In response to the question “What impact did media pressure have on the position of the incumbent Prime Minister and coalition negotiators?”, the Institute for Government replied:

The impact of media pressure on the position of the incumbent Prime Minister and coalition negotiators was clearly considerable. However, this pressure was markedly less than many had feared in the period before the election—considering the expansion and immediacy of media and 24 hour news compared to 1974, let alone concerns about the potential reactions of financial markets. One reason for this may have been the efforts to educate media and markets, including by the Institute for Government, in the period before the election, as well as the behaviour and messages of politicians in the period after the results began to suggest an unclear result. Education and public discussion of the possibility of the process taking longer does appear to have mitigated its effects. Clearly, however, there are still lessons that can be learnt, particularly in terms of how other countries approach the period following an election result and whether the UK process is rushed in a way that is detrimental to the quality of governance.

Indeed, in its final report, Lessons from the process of Government formation after the 2010 General Election, the Committee noted:

7. We have heard that following the May 2010 general election, constitutional processes were broadly clear and worked well. On the whole, the media demonstrated a better level of understanding of constitutional processes than some had feared. There was no evidence of panic by the public or the financial markets. Dr Ruth Fox, Director of Parliament and Government at the Hansard Society, told us  that “the markets didn’t have much of a response to what was happening”, and the Institute for Government wrote that “[media] pressure was markedly less than many had feared”. This is to the credit of those organisations, including the Hansard Society, the Constitution Unit at University College London and the Institute for Government, which worked in the run up to the election to increase public and media understanding of what would happen if there was a hung Parliament.

# [Source material]
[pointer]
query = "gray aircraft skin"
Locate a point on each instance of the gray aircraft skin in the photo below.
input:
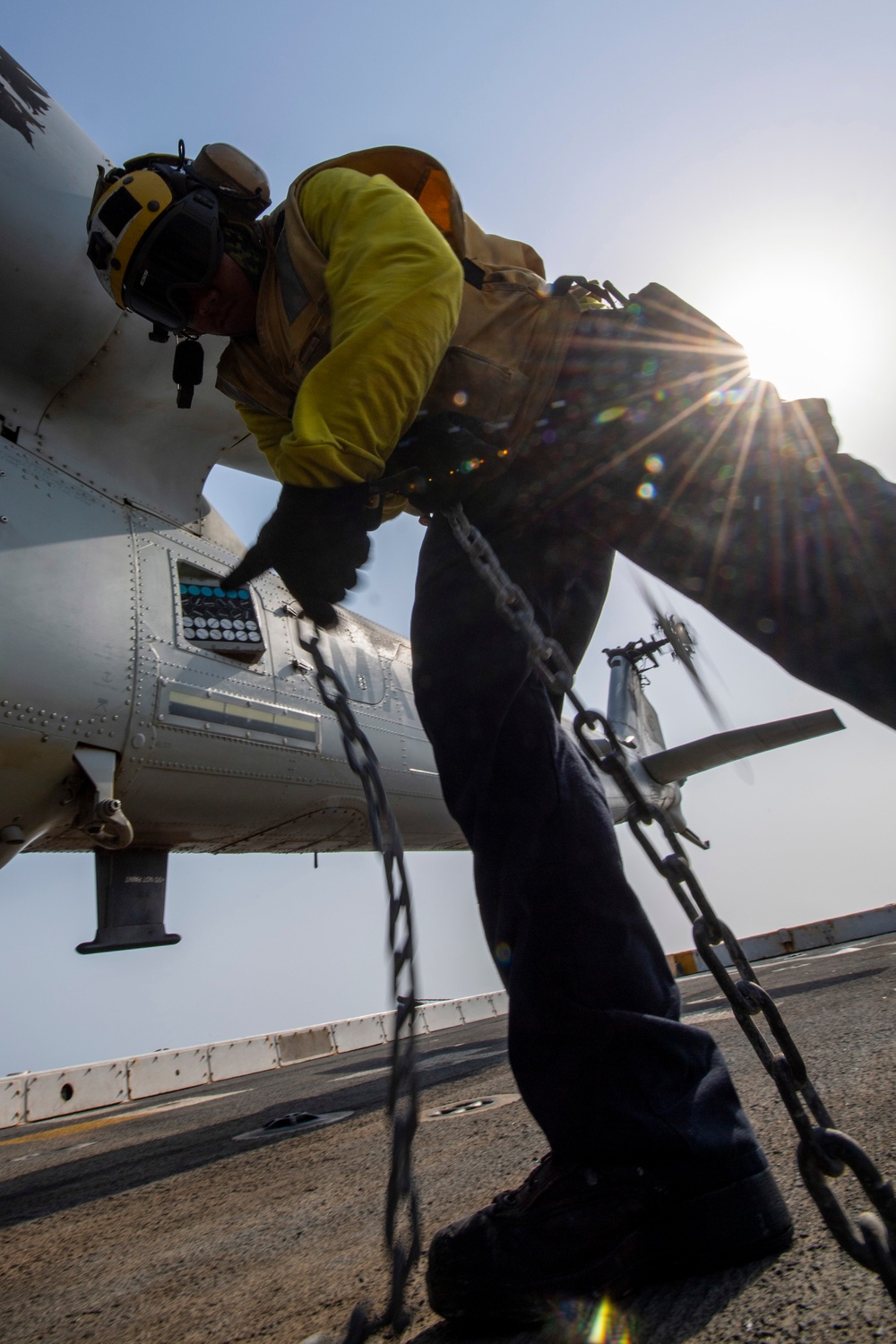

# [Task description]
For each statement, say yes or no on whether it agrees with the passage on forming a government after the 2010 election, and quote the words of the passage that decide it. 1. The Institute for Government said media pressure was greater than many had feared. 2. The Committee found signs of panic in the financial markets. 3. The Committee gave credit to groups that worked before the election to help the public and the media understand a hung Parliament. Work only from the text itself.

# [Output of the exercise]
1. No: "this pressure was markedly less than many had feared"
2. No: "There was no evidence of panic by the public or the financial markets."
3. Yes: "This is to the credit of those organisations, including the Hansard Society, the Constitution Unit at University College London and the Institute for Government, which worked in the run up to the election to increase public and media understanding of what would happen if there was a hung Parliament."